EXTRAIT SOURCE
Vincent Fournier est postier, représentant départemental de la CGT FAPT dans les Yvelines, membre du CHSCT de Versailles et élu en commission consultative paritaire et au comité technique. Nourdine est postier à Asnières et représentant du personnel. Gaël Quirante est secrétaire départemental de Sud Poste dans les Hauts-de-Seine. Tous trois ont répondu à nos questions au sujet des poursuites judiciaires auxquelles ils doivent encore faire face.
A&R - Pourquoi êtes-vous actuellement poursuivis, et que risquez-vous ?
Vincent - Comme des millions d’autres, j’ai participé à la grève contre la réforme des retraites de décembre dernier. Avec mes collègues, nous avons fait 43 jours de grève reconductible. Nous avions aussi des revendications spécifiques à notre métier, des créations d’emplois que nous avons réussi à arracher à la direction. Pendant cette grève, nous nous sommes liés à d’autres secteurs, nous avons participé quotidiennement à l’AG interpro de Versailles, et évidemment nous nous sommes filé des coups de mains sur nos grèves respectives. Plusieurs rassemblements ont eu lieu devant des centres courrier et la Plateforme Industrielle du Courrier (PIC) sans aucun incident. Malgré tout, juste après la grève, La Poste m’a convoqué, avec quatre autres facteurs de Versailles, à un entretien avant sanction pouvant aller jusqu’au licenciement. Elle a organisé une gigantesque entreprise de mensonges et de manipulation en forçant d’autres collègues à faire de faux témoignages contre nous. Heureusement, c’était tellement scandaleux que nous avons pu faire éclater la vérité.

DONNÉES ENREGISTRÉES
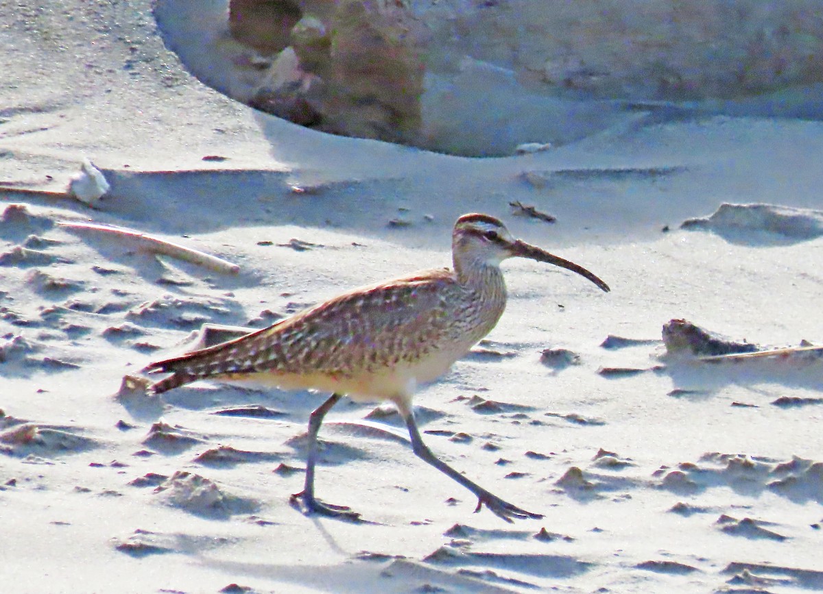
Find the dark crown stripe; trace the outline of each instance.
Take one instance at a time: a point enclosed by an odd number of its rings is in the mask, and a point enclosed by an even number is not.
[[[494,216],[481,215],[477,212],[463,215],[458,219],[457,225],[467,225],[471,223],[486,223],[487,225],[495,225],[497,226],[500,226],[502,225],[500,219],[495,219]]]

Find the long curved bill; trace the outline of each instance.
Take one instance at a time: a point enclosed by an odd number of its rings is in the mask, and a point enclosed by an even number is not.
[[[547,264],[559,266],[561,268],[570,270],[572,272],[577,272],[581,276],[588,278],[607,293],[611,290],[608,285],[603,282],[593,273],[584,268],[582,266],[575,264],[573,262],[565,260],[560,256],[555,256],[553,253],[549,253],[546,250],[541,249],[536,245],[532,245],[531,244],[527,244],[525,241],[520,241],[518,239],[514,244],[510,244],[509,249],[511,251],[511,255],[514,257],[528,258],[532,260],[537,260],[537,262],[545,262]]]

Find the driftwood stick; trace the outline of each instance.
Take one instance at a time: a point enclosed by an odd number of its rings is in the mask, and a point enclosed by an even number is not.
[[[212,256],[198,249],[186,248],[179,244],[174,244],[170,241],[161,239],[159,237],[150,235],[147,233],[126,229],[125,227],[68,220],[58,220],[58,225],[68,229],[107,233],[115,237],[128,239],[134,241],[141,249],[145,249],[152,253],[169,256],[170,258],[176,258],[178,260],[189,262],[193,264],[212,270],[215,272],[237,274],[240,271],[240,267],[237,264],[232,264],[230,262],[217,258],[216,256]]]

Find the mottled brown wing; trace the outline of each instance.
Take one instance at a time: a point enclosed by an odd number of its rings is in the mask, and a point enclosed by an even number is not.
[[[174,374],[154,384],[159,393],[227,374],[346,375],[352,369],[413,360],[444,339],[462,290],[450,271],[427,271],[354,290],[252,334],[153,363],[146,371]]]

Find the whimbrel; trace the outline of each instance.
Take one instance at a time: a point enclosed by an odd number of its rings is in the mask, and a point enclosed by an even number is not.
[[[307,513],[359,517],[314,496],[318,431],[329,409],[347,396],[357,401],[393,402],[414,453],[473,493],[476,512],[485,505],[506,522],[542,517],[503,500],[436,457],[423,443],[412,408],[419,385],[445,373],[495,327],[506,304],[500,265],[516,257],[566,268],[609,290],[583,267],[514,239],[495,217],[463,215],[452,234],[453,270],[427,270],[355,289],[267,328],[152,363],[145,371],[171,375],[150,389],[159,394],[208,378],[331,392],[309,416],[305,482],[292,495]]]

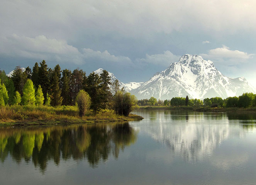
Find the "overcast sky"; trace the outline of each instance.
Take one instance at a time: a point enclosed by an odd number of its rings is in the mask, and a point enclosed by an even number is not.
[[[44,59],[124,82],[145,81],[186,54],[256,86],[256,1],[1,0],[0,68]]]

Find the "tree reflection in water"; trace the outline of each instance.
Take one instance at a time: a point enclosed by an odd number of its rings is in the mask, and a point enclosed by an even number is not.
[[[43,172],[47,161],[87,159],[92,167],[117,158],[120,150],[136,141],[137,133],[128,123],[0,129],[0,158],[8,154],[20,163],[31,159]]]

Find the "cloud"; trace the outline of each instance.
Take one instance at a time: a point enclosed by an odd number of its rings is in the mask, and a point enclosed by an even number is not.
[[[163,54],[146,54],[145,58],[137,59],[135,62],[141,65],[154,64],[167,67],[170,63],[178,62],[180,58],[180,56],[174,55],[170,51],[167,50]]]
[[[209,41],[208,40],[205,40],[204,41],[202,42],[202,44],[208,44],[208,43],[210,43],[210,41]]]
[[[129,57],[111,55],[107,50],[101,52],[100,51],[94,51],[90,49],[83,48],[82,50],[83,57],[86,59],[94,59],[106,62],[117,62],[119,64],[123,63],[127,64],[132,63]]]
[[[223,45],[222,47],[211,49],[209,50],[208,54],[200,54],[200,55],[212,59],[246,59],[252,58],[254,54],[248,54],[238,50],[231,50],[229,47]]]
[[[31,38],[15,34],[0,39],[0,54],[4,56],[76,64],[83,61],[83,56],[78,49],[64,40],[48,39],[42,35]]]

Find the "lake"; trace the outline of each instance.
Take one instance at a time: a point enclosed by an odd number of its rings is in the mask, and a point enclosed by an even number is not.
[[[144,119],[0,128],[0,184],[255,184],[255,114],[133,113]]]

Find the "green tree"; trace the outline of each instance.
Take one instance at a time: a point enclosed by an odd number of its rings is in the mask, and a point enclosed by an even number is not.
[[[87,87],[86,91],[91,98],[91,108],[94,113],[100,108],[101,98],[100,96],[100,86],[101,80],[99,75],[94,72],[91,73],[87,79]]]
[[[101,108],[106,109],[112,98],[112,94],[110,91],[110,86],[111,84],[111,78],[106,70],[103,70],[100,74],[101,83],[100,84]]]
[[[156,98],[155,98],[152,96],[149,98],[148,101],[150,105],[155,105],[155,104],[157,103],[157,100],[156,99]]]
[[[186,101],[185,103],[185,105],[186,105],[186,106],[187,106],[188,105],[188,100],[189,100],[188,96],[186,96]]]
[[[44,103],[44,105],[46,106],[50,106],[51,105],[51,97],[49,96],[49,94],[46,94],[46,100]]]
[[[46,99],[46,94],[49,92],[50,80],[47,64],[44,60],[40,63],[40,67],[38,71],[38,84],[41,85],[44,99]]]
[[[71,71],[66,69],[62,71],[62,77],[61,79],[61,96],[63,97],[62,104],[64,105],[71,104],[72,99],[70,91],[70,78],[71,74]]]
[[[28,79],[23,88],[22,104],[24,105],[34,105],[35,101],[34,84],[31,80]]]
[[[33,67],[33,71],[31,75],[31,80],[32,80],[33,83],[35,86],[36,89],[37,88],[38,85],[39,85],[39,67],[38,67],[38,63],[36,62],[35,65]]]
[[[76,102],[79,109],[79,116],[85,116],[91,105],[91,98],[83,90],[80,90],[76,98]]]
[[[16,91],[15,92],[14,104],[15,105],[19,105],[21,103],[21,96],[18,91]]]
[[[114,98],[114,109],[116,114],[128,116],[137,103],[135,96],[119,91]]]
[[[44,94],[41,86],[39,85],[36,93],[36,105],[37,106],[42,105],[44,104]]]

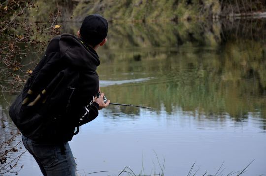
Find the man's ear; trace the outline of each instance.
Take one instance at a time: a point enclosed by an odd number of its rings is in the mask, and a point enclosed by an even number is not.
[[[78,30],[77,32],[77,35],[78,36],[78,38],[80,37],[80,30]]]
[[[102,41],[101,42],[101,43],[100,43],[100,46],[103,46],[107,42],[107,38],[105,38],[103,40],[102,40]]]

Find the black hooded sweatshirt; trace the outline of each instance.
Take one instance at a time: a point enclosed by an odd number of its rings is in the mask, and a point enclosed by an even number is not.
[[[24,110],[22,112],[21,110],[21,107],[23,107],[23,105],[23,105],[23,103],[21,103],[22,100],[15,101],[10,107],[9,114],[22,133],[33,140],[44,143],[65,142],[70,141],[74,133],[75,134],[78,132],[79,126],[96,118],[98,115],[99,106],[93,102],[93,99],[99,87],[98,75],[96,71],[96,68],[99,64],[99,57],[95,51],[86,45],[75,36],[64,34],[53,38],[47,46],[44,57],[29,78],[33,79],[32,81],[28,81],[22,95],[27,94],[27,91],[29,93],[29,89],[33,93],[33,94],[40,95],[44,89],[47,91],[47,94],[49,92],[52,94],[53,89],[49,90],[50,86],[47,85],[58,84],[57,80],[60,79],[55,79],[55,77],[60,77],[62,72],[65,78],[71,78],[71,80],[66,79],[65,81],[75,82],[75,87],[70,87],[71,91],[70,98],[66,99],[64,98],[69,95],[64,94],[65,92],[63,90],[66,89],[65,88],[56,87],[57,90],[59,90],[56,92],[56,94],[58,94],[58,97],[63,98],[57,99],[57,98],[55,98],[49,100],[49,105],[48,105],[49,108],[48,109],[55,112],[52,112],[53,114],[49,114],[54,116],[49,117],[54,121],[53,123],[43,122],[46,122],[46,120],[43,120],[44,118],[39,118],[38,114],[44,113],[40,113],[40,110],[37,111],[34,110],[37,107],[28,111],[25,111],[28,114],[23,114]],[[64,71],[62,72],[62,70]],[[71,76],[67,77],[68,75]],[[52,86],[50,87],[53,87]],[[36,101],[37,98],[35,97],[34,97],[32,100]],[[24,97],[21,98],[21,100],[23,99]],[[45,102],[45,100],[43,98],[42,101]],[[59,102],[58,100],[61,102]],[[33,102],[34,101],[30,104]],[[35,103],[36,102],[33,104]],[[66,111],[65,110],[66,105]],[[29,106],[25,107],[26,108]],[[33,112],[34,110],[35,112]],[[28,112],[30,112],[30,113]],[[34,114],[34,113],[35,114]],[[61,120],[55,120],[59,118]],[[78,131],[76,130],[75,133],[75,129],[76,129],[77,127]]]

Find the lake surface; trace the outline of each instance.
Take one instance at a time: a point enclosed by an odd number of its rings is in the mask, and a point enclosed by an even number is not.
[[[101,90],[111,102],[153,110],[110,105],[83,126],[70,142],[80,175],[128,167],[187,176],[195,163],[191,175],[226,175],[254,160],[243,175],[266,176],[266,24],[111,25],[98,52]],[[64,31],[75,34],[79,24],[69,25]],[[5,109],[15,96],[1,97]],[[9,133],[15,128],[1,111]],[[41,175],[28,153],[22,165],[19,175]]]

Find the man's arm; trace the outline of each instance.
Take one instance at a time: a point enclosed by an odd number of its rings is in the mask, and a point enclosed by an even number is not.
[[[98,98],[94,99],[91,104],[88,105],[85,107],[86,112],[82,116],[79,122],[79,126],[81,126],[95,119],[98,115],[98,110],[102,109],[108,106],[110,103],[110,100],[108,100],[106,103],[103,101],[104,93],[101,93]]]

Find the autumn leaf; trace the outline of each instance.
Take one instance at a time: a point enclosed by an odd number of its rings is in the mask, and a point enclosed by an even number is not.
[[[60,28],[60,27],[61,27],[60,25],[56,25],[55,26],[55,29],[59,28]]]

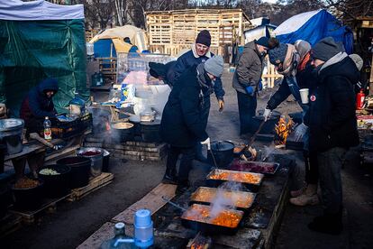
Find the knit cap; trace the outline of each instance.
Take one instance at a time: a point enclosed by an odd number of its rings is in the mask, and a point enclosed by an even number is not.
[[[269,61],[273,65],[283,63],[287,52],[287,45],[279,43],[277,47],[268,51]]]
[[[266,47],[266,48],[269,48],[268,40],[269,40],[269,38],[268,38],[266,36],[262,36],[258,41],[255,41],[255,43],[258,44],[258,45],[261,45],[263,47]]]
[[[205,62],[205,70],[211,73],[214,77],[221,77],[223,69],[224,61],[223,60],[223,57],[220,55],[215,55]]]
[[[210,47],[211,35],[208,30],[203,30],[198,33],[197,38],[196,39],[196,43],[200,43]]]
[[[341,45],[335,42],[332,37],[326,37],[314,44],[312,49],[312,56],[314,59],[328,61],[332,57],[342,51]]]

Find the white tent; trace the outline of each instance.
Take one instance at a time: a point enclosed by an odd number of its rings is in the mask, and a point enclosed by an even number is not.
[[[84,19],[83,5],[59,5],[44,0],[23,2],[0,0],[0,20],[72,20]]]

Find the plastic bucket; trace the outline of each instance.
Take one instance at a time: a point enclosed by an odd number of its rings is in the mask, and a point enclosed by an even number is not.
[[[6,146],[8,154],[16,154],[23,151],[23,131],[24,122],[19,118],[0,120],[0,141]]]
[[[82,156],[70,156],[59,159],[57,164],[71,168],[70,188],[82,188],[89,183],[91,160]]]
[[[59,174],[42,173],[46,169],[57,171]],[[70,191],[70,171],[68,165],[50,165],[43,167],[39,171],[39,178],[44,180],[44,194],[49,198],[63,197]]]
[[[91,175],[96,177],[103,171],[104,151],[100,148],[80,148],[77,155],[91,160]]]

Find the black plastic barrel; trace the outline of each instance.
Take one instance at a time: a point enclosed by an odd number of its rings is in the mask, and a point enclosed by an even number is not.
[[[47,175],[41,171],[44,169],[50,169],[59,174]],[[49,165],[39,171],[39,178],[44,180],[44,194],[48,198],[59,198],[66,196],[70,192],[70,171],[68,165]],[[42,172],[42,171],[41,171]]]
[[[144,142],[159,143],[161,141],[159,134],[160,121],[141,122],[141,137]]]
[[[12,186],[14,197],[14,208],[19,210],[35,210],[41,205],[43,198],[43,181],[39,180],[39,185],[33,188],[18,189]]]
[[[91,160],[82,156],[70,156],[59,159],[57,164],[67,165],[71,168],[70,188],[82,188],[89,183]]]

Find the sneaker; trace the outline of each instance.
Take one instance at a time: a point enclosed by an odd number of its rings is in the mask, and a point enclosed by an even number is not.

CONSIGNES DE L'EXERCICE
Restituez à l'identique le passage de l'entretien avec les postiers poursuivis qui va de « Vincent Fournier est » jusqu'à « encore faire face. » inclus.

RÉSULTAT
Vincent Fournier est postier, représentant départemental de la CGT FAPT dans les Yvelines, membre du CHSCT de Versailles et élu en commission consultative paritaire et au comité technique. Nourdine est postier à Asnières et représentant du personnel. Gaël Quirante est secrétaire départemental de Sud Poste dans les Hauts-de-Seine. Tous trois ont répondu à nos questions au sujet des poursuites judiciaires auxquelles ils doivent encore faire face.